• _Required action_
Output every record verbatim, and omit each picture.

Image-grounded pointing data
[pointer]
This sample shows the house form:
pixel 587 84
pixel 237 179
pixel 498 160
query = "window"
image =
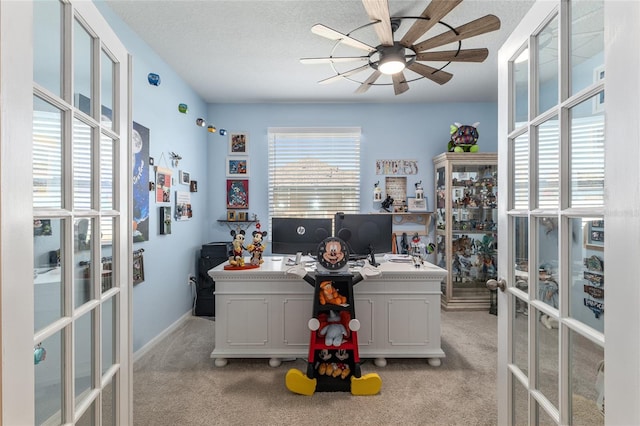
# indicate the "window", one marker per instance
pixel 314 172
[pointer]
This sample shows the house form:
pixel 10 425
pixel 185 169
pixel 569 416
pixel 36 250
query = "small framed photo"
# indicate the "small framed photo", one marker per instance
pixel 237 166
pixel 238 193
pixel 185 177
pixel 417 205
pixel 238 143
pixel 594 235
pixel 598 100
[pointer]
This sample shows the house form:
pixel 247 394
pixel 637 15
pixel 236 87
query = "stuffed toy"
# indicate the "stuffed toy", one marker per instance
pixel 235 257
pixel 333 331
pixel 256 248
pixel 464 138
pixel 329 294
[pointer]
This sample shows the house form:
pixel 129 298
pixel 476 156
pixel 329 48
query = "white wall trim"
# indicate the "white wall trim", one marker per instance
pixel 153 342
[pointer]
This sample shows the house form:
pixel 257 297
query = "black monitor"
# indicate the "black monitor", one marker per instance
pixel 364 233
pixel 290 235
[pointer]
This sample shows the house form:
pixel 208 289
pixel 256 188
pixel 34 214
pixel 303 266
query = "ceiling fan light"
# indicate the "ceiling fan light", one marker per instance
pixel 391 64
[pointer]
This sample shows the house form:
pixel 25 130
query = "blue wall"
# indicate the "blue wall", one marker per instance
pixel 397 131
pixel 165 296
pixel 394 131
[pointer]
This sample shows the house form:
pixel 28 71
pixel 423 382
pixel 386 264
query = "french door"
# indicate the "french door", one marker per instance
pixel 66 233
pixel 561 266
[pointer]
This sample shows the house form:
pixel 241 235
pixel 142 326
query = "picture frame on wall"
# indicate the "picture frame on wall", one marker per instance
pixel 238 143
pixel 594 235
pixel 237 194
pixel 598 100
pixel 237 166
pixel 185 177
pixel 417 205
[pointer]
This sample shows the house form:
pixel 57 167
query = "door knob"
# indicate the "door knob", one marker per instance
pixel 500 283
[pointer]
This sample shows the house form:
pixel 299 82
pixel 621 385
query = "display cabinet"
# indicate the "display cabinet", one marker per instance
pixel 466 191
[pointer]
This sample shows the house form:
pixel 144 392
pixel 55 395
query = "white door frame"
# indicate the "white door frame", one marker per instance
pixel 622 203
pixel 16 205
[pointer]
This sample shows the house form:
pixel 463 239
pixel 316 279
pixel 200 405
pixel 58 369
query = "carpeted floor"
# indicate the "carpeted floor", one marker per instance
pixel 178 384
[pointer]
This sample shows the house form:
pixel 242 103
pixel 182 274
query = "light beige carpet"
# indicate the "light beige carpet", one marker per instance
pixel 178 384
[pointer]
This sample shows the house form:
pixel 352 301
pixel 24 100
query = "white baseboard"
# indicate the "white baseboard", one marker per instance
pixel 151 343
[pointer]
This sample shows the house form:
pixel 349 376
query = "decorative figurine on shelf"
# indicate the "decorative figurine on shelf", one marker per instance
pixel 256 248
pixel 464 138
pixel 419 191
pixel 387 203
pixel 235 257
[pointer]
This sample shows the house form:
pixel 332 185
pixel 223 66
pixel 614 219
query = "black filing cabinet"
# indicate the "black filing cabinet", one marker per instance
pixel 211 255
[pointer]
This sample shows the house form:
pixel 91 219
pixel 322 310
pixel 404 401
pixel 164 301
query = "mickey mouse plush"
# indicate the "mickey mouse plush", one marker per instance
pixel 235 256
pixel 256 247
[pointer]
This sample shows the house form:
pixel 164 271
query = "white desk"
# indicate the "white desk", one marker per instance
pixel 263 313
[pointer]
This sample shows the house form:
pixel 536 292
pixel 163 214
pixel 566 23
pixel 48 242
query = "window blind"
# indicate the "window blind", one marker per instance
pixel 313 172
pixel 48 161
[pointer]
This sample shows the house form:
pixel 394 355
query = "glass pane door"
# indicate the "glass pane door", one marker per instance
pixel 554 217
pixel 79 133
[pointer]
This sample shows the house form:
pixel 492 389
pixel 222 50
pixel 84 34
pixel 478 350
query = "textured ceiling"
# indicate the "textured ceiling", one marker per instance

• _Written solution_
[pointer]
This sample shows the house form:
pixel 587 84
pixel 237 179
pixel 498 160
query = "window"
image =
# indicate the "window", one marker per instance
pixel 314 172
[pointer]
This sample shows the house form:
pixel 10 425
pixel 185 169
pixel 569 416
pixel 36 250
query = "small framed photo"
# indicate the "small framed photo", one marker per instance
pixel 237 166
pixel 238 193
pixel 185 177
pixel 417 205
pixel 238 143
pixel 594 235
pixel 598 100
[pointer]
This sample shows the house form:
pixel 247 394
pixel 637 15
pixel 236 87
query = "stuffed toy"
# indicate the "stuffed toy", one marker per instance
pixel 235 257
pixel 333 331
pixel 256 248
pixel 464 138
pixel 329 294
[pointer]
This sample shows the house form:
pixel 129 298
pixel 476 156
pixel 329 48
query = "white wall trim"
# indicate the "white wall trim", one marker per instance
pixel 153 342
[pointer]
This sample shows the house form:
pixel 257 297
query = "black monitor"
# indicate the "black monitor", one marker per instance
pixel 364 233
pixel 290 235
[pointer]
This sample shows the house form:
pixel 208 289
pixel 256 188
pixel 34 214
pixel 303 266
query = "ceiling fan light"
# indicate the "ceiling fan light", one marker per instance
pixel 391 64
[pointer]
This sample shows the house form:
pixel 25 130
query = "blue wall"
# indicate the "blue wall", one marker per instance
pixel 397 131
pixel 165 296
pixel 394 131
[pointer]
This sample shows the house form:
pixel 28 71
pixel 423 382
pixel 386 264
query = "french door"
# indicate the "french door", one marker per instance
pixel 66 233
pixel 561 266
[pointer]
This sample shows the house form:
pixel 241 235
pixel 142 326
query = "picture frame on wall"
# indicate the "picture frame on wall", one marker per instance
pixel 238 143
pixel 594 235
pixel 237 194
pixel 598 100
pixel 237 166
pixel 185 177
pixel 417 205
[pointer]
This sample shows the house form:
pixel 57 167
query = "door knob"
# indicate the "door knob", one marker per instance
pixel 500 283
[pointer]
This sample shows the house form:
pixel 299 82
pixel 621 385
query = "display cabinet"
# indicate the "display cabinet", one marker per instance
pixel 466 191
[pointer]
This sample shows the house form:
pixel 144 392
pixel 55 395
query = "white door frame"
# indicate the "white door frame", one marker per instance
pixel 622 203
pixel 16 205
[pointer]
This sample shows the house form:
pixel 463 239
pixel 316 279
pixel 200 405
pixel 58 369
query = "carpeted floor"
# indicate the "carpeted floor", one marker per instance
pixel 178 384
[pointer]
This sample shows the house form:
pixel 242 103
pixel 182 274
query = "light beige carpet"
# indicate the "light beige carpet", one marker per instance
pixel 178 384
[pointer]
This sample shows the house form:
pixel 352 301
pixel 24 100
query = "white baseboard"
# indicate the "white baseboard", one marker per instance
pixel 151 343
[pointer]
This sample shows the house form:
pixel 349 376
query = "decorative figurine on shelf"
# indicate the "decorative figurine on shelf", one marker per instance
pixel 256 248
pixel 464 138
pixel 419 191
pixel 387 203
pixel 235 257
[pointer]
This sample shows the house form:
pixel 332 185
pixel 223 66
pixel 614 219
query = "black filing cabinet"
# indicate the "black filing cabinet", one marker per instance
pixel 211 255
[pointer]
This sample shows the house form:
pixel 91 219
pixel 322 310
pixel 404 401
pixel 164 301
query = "mickey mouse plush"
# indicate the "mickey mouse plush", one marker per instance
pixel 235 256
pixel 256 247
[pointer]
This sample shows the house form:
pixel 164 271
query = "white desk"
# indicate the "white desk", one marker per instance
pixel 263 313
[pointer]
This sample shows the house form:
pixel 536 292
pixel 163 214
pixel 566 23
pixel 48 242
query = "window blind"
# indicate the "window blind", one marker per instance
pixel 313 172
pixel 48 161
[pointer]
This sample shows the house form:
pixel 394 355
query = "glass pane door"
# indicate the "glass pane door", one marker per instance
pixel 554 217
pixel 79 133
[pointer]
This sample shows the house form:
pixel 492 389
pixel 222 50
pixel 84 34
pixel 478 350
query = "textured ceiling"
# indicate the "textured ceiling", one marker per instance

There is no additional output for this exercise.